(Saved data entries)
──────────

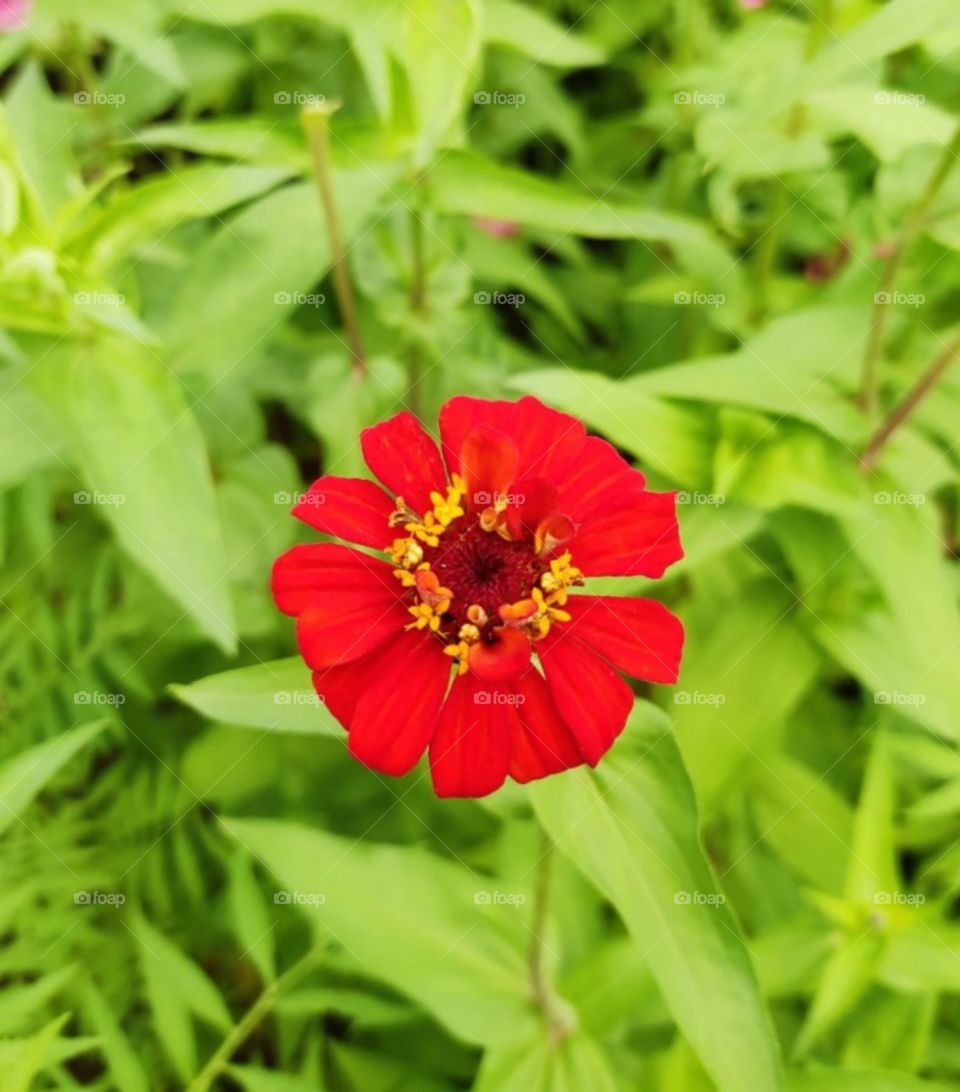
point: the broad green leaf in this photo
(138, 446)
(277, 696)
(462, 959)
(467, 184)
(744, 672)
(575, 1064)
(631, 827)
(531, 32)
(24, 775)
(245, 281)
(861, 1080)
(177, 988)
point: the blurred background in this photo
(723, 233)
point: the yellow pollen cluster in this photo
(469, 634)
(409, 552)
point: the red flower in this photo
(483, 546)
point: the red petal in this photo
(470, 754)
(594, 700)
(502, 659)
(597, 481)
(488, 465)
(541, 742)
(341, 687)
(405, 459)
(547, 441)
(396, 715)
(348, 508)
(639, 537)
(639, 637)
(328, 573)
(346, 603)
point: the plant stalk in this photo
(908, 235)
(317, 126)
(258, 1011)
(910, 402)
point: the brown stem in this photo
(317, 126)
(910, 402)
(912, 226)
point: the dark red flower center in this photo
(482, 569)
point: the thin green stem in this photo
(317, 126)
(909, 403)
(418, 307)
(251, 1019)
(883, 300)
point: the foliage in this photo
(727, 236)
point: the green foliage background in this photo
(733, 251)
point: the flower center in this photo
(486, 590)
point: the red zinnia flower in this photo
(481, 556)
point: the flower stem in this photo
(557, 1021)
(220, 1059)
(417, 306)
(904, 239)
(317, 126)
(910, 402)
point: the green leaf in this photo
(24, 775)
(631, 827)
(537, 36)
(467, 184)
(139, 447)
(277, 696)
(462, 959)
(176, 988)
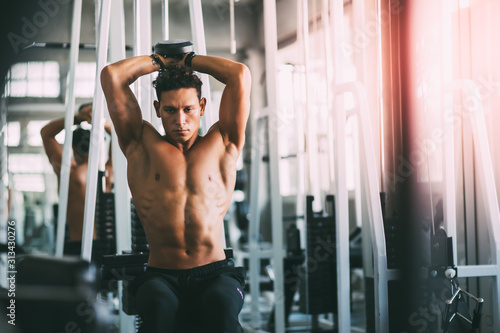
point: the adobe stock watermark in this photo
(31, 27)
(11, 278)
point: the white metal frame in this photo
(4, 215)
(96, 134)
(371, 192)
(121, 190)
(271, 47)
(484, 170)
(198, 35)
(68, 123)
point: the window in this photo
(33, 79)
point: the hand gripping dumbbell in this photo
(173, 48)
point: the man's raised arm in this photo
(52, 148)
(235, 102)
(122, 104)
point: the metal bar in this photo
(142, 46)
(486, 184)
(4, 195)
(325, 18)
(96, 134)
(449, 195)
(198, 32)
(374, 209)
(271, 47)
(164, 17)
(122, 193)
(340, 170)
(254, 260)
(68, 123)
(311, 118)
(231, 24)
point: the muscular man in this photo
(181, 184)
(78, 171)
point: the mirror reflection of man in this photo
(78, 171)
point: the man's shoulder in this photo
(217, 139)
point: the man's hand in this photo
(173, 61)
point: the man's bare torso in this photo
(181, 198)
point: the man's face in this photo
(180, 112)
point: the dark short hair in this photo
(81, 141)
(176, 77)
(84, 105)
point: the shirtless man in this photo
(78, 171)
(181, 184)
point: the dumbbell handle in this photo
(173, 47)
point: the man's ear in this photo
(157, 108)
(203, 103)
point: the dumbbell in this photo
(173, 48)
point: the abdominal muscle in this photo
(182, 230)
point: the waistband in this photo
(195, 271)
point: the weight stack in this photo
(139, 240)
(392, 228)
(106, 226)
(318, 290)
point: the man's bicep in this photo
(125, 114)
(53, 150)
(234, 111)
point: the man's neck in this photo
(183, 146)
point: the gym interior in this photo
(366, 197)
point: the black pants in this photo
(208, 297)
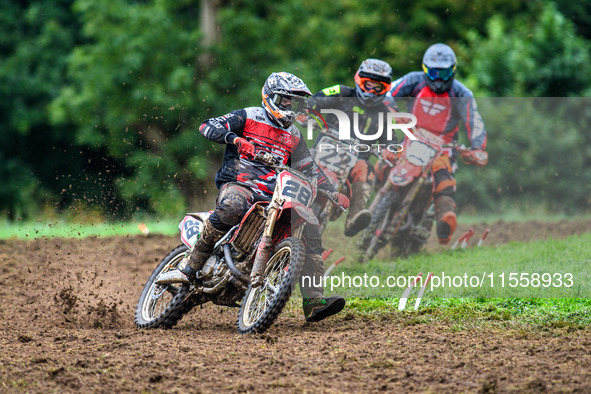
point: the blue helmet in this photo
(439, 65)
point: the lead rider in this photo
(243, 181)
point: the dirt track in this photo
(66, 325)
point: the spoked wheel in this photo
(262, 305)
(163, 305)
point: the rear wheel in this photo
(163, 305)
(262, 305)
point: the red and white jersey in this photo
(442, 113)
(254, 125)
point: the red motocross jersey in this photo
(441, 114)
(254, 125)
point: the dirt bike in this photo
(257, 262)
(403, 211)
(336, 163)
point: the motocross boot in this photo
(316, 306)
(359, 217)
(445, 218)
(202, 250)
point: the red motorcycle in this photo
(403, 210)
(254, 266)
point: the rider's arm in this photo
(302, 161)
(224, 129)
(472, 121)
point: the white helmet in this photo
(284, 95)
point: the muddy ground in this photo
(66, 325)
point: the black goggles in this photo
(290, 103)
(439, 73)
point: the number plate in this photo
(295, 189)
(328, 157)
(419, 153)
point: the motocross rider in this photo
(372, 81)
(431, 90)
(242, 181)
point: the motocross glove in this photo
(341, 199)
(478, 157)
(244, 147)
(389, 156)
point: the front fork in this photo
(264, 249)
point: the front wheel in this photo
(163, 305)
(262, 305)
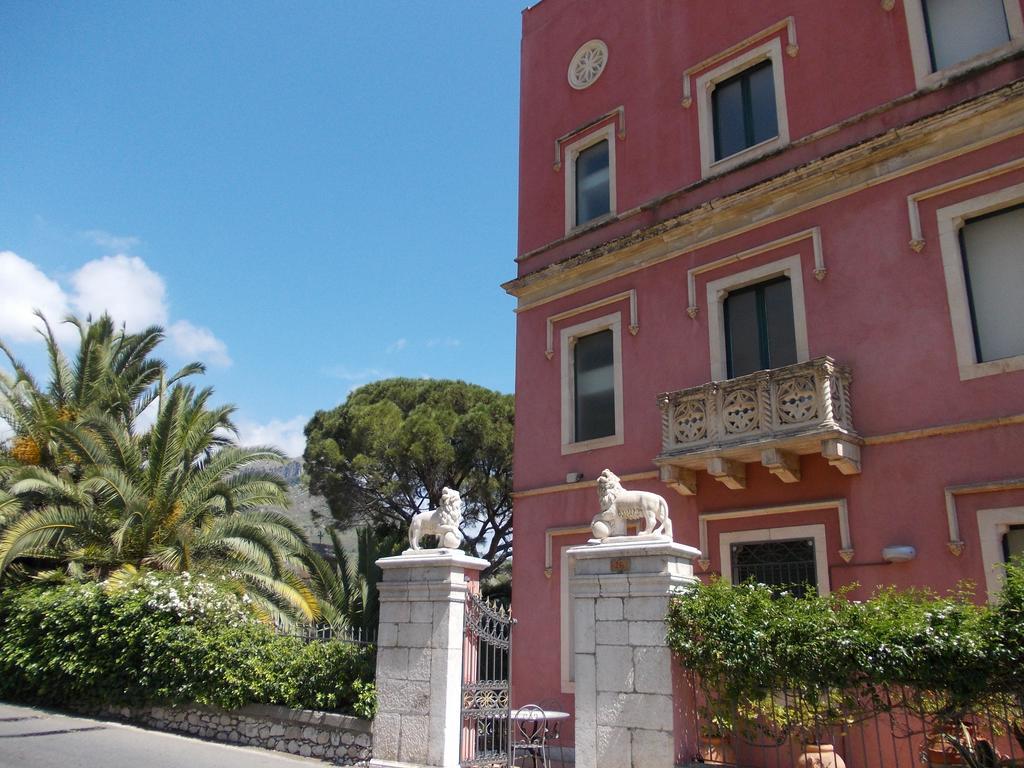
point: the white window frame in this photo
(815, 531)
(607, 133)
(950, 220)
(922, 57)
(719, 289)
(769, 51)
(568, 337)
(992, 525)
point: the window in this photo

──────────

*WHAT NEEDS TO BE DONE*.
Reproduce the data word for word, starting with the line containing "point: the dirt track in this photo" and going on through the last line of the data. Leave the pictures out of your answer.

*SOLUTION*.
point: the dirt track in this photo
(66, 325)
point: the spoked wheel in this photo
(262, 305)
(163, 305)
point: the rear wheel in this photo
(163, 305)
(262, 305)
point: the red and white jersey in this photo
(442, 113)
(254, 125)
point: the red motocross jersey in this photo
(441, 114)
(254, 125)
point: the dirt bike in this photo
(257, 262)
(403, 211)
(336, 163)
point: the motocross boot in this photo
(316, 306)
(359, 217)
(445, 218)
(202, 250)
point: the red motorcycle in this photo
(403, 210)
(254, 266)
point: the rider's arm in this photo
(302, 161)
(224, 129)
(472, 121)
point: the white helmet in this photo
(284, 95)
point: the muddy ground in this photo
(66, 325)
point: the black goggles in this photo
(290, 103)
(439, 73)
point: the number plate in this photo
(295, 189)
(328, 157)
(419, 153)
point: the motocross rider in this photo
(372, 81)
(431, 90)
(242, 181)
point: the motocross glove in this photo
(341, 199)
(478, 157)
(244, 147)
(389, 156)
point: the front fork in this photo
(264, 249)
point: the front wheel in this photo
(163, 305)
(262, 305)
point: the white window frame in this photo
(815, 531)
(607, 133)
(950, 220)
(922, 57)
(719, 289)
(769, 51)
(568, 337)
(992, 525)
point: the window in this photo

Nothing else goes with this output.